-- BEGIN Data in this exercise --

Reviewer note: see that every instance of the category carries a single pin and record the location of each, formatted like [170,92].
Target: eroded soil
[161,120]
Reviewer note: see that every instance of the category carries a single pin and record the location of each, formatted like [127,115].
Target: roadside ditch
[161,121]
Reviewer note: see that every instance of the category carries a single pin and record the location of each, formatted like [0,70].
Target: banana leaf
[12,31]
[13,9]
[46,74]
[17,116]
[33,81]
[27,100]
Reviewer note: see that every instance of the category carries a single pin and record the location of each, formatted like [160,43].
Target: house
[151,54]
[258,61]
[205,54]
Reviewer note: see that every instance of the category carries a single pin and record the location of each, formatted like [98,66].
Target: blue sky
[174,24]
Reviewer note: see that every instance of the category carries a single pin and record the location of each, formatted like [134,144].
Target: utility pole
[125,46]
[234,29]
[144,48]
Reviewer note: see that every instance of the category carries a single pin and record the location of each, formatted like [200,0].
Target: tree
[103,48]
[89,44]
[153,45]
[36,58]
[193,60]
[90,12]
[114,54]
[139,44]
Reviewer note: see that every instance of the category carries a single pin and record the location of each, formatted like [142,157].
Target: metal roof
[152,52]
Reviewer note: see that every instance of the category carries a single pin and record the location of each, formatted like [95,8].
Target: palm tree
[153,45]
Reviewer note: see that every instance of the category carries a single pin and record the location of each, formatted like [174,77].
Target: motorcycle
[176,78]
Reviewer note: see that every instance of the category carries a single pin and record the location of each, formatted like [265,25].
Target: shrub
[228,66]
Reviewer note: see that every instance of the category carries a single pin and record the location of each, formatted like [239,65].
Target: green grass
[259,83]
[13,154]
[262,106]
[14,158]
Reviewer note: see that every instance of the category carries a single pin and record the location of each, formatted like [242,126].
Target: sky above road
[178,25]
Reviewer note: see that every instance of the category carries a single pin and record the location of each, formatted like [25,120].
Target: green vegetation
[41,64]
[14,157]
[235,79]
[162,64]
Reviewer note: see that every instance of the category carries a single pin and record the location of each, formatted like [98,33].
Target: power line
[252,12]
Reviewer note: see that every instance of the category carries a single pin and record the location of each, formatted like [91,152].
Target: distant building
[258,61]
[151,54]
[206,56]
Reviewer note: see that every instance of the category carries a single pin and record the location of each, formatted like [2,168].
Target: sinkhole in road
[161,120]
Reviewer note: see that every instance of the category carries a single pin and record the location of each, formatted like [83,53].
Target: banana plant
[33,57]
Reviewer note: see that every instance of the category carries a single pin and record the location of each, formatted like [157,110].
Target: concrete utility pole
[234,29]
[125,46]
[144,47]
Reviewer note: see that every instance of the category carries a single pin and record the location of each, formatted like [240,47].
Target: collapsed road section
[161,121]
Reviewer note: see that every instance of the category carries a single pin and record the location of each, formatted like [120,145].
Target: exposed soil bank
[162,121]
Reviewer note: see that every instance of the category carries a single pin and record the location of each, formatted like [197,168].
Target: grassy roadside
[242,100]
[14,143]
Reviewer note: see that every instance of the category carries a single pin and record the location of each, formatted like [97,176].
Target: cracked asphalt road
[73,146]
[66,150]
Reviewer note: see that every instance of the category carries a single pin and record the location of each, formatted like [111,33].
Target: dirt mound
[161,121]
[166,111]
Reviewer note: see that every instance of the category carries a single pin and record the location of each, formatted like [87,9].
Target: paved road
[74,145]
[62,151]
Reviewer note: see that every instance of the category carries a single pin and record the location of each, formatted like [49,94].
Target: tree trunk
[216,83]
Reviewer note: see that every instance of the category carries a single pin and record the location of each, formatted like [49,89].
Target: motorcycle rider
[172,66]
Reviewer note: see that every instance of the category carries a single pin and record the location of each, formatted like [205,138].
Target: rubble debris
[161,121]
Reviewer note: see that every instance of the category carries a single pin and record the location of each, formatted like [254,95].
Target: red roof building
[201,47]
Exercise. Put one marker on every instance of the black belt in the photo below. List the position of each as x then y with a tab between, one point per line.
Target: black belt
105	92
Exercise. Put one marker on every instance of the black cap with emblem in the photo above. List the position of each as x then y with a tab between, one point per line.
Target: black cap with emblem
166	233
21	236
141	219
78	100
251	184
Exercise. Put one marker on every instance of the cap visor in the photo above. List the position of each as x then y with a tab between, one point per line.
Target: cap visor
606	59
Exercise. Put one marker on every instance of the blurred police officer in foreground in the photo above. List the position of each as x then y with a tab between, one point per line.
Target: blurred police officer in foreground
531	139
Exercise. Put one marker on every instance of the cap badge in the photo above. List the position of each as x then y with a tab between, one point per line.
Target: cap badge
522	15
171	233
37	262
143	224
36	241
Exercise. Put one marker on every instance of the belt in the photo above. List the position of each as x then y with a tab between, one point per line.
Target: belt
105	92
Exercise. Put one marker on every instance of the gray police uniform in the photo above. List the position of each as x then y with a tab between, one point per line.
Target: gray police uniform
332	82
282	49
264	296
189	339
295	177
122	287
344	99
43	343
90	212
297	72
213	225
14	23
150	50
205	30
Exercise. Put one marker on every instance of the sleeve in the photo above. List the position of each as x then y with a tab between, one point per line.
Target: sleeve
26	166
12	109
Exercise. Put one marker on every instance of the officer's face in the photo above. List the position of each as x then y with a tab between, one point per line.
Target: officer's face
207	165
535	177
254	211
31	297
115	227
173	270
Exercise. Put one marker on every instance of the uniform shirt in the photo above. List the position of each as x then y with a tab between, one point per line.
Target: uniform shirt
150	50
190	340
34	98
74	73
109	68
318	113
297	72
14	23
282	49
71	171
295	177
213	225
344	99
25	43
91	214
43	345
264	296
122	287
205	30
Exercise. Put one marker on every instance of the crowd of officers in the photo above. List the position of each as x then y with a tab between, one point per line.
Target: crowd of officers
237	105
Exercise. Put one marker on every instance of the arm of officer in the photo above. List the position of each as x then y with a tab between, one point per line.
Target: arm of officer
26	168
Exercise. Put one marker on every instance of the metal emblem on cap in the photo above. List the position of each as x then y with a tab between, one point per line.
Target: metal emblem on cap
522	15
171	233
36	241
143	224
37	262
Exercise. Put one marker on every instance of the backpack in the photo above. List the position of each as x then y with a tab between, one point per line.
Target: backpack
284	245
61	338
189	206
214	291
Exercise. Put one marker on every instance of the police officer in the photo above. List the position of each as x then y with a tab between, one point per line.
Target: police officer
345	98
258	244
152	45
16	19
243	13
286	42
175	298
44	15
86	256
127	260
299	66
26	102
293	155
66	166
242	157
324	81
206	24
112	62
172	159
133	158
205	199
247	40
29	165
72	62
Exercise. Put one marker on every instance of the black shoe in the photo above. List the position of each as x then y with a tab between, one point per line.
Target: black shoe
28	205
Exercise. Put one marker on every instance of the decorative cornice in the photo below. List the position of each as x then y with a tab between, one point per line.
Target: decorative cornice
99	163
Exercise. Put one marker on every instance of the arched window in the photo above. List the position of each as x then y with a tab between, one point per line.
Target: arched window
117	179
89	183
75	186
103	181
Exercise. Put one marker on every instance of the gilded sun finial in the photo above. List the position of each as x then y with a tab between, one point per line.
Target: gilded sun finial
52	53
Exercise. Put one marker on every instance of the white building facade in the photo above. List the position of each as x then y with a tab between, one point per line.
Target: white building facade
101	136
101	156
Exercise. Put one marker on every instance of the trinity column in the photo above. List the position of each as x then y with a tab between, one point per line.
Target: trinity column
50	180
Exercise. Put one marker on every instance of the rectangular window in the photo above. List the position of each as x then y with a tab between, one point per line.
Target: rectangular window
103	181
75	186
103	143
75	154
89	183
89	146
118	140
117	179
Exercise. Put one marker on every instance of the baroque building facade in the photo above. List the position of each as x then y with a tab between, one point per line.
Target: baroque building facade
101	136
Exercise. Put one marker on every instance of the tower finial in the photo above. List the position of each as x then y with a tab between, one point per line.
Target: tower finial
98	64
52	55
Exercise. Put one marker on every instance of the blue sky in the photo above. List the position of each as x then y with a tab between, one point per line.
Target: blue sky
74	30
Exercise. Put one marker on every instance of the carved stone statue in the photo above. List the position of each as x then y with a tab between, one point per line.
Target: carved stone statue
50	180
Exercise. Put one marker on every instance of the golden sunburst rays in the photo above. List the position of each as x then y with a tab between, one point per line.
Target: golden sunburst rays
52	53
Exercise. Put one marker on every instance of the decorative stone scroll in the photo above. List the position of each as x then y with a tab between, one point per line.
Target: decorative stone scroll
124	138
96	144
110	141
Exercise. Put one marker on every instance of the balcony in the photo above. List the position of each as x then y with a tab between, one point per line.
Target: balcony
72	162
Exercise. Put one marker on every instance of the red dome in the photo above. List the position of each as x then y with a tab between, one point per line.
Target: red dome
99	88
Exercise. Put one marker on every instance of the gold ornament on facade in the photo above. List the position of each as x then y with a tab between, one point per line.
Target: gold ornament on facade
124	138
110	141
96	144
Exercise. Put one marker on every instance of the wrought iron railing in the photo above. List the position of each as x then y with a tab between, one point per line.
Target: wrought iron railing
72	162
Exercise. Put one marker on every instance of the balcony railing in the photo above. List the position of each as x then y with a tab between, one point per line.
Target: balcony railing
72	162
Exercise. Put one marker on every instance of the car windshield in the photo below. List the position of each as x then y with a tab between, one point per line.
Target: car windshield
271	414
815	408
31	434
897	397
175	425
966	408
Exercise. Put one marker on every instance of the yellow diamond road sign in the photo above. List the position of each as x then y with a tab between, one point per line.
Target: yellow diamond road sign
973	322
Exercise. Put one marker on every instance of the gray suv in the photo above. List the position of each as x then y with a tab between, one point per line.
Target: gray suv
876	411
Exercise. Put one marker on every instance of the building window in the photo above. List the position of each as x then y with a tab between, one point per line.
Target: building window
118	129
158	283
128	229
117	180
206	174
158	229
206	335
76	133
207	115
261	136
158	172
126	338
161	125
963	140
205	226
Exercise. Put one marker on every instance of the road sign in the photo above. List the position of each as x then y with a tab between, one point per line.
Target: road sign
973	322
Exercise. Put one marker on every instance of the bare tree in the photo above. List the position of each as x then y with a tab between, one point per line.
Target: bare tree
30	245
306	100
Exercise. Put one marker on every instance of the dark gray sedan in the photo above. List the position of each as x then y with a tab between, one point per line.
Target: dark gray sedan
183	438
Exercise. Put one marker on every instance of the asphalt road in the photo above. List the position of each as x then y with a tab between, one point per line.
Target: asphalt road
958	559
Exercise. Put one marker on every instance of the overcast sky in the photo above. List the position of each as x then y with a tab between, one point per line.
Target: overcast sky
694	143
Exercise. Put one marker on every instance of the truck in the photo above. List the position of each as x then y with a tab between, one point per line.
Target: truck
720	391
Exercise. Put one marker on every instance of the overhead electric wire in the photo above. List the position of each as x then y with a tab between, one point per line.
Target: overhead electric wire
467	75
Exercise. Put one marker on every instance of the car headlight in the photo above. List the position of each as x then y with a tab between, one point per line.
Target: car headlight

-- END Data in this exercise --

Copy exactly the lines from the one containing "Exercise. Put one marker on every instance of the overcast" through the last line of the records, both included, and nothing else.

#### Task response:
Exercise. Put one marker on every instance of the overcast sky in the photo above. List the position of each as x then y with a tab between, one point per line.
Target: overcast sky
694	143
Exercise. Put one marker on every instance of the truck in the photo above. List the position of each as x then y with a tab between, one point per line.
Target: truck
720	391
Exercise. Put one marker on every instance of the overhead electric wire in the photo above. List the position of each as x then y with a tab between, one point per line.
Target: overhead electric wire
467	75
Exercise. Put one marker on every instance of the car headlight in the photo above. List the position of each as x then y with a tab between, one point per line.
Target: car headlight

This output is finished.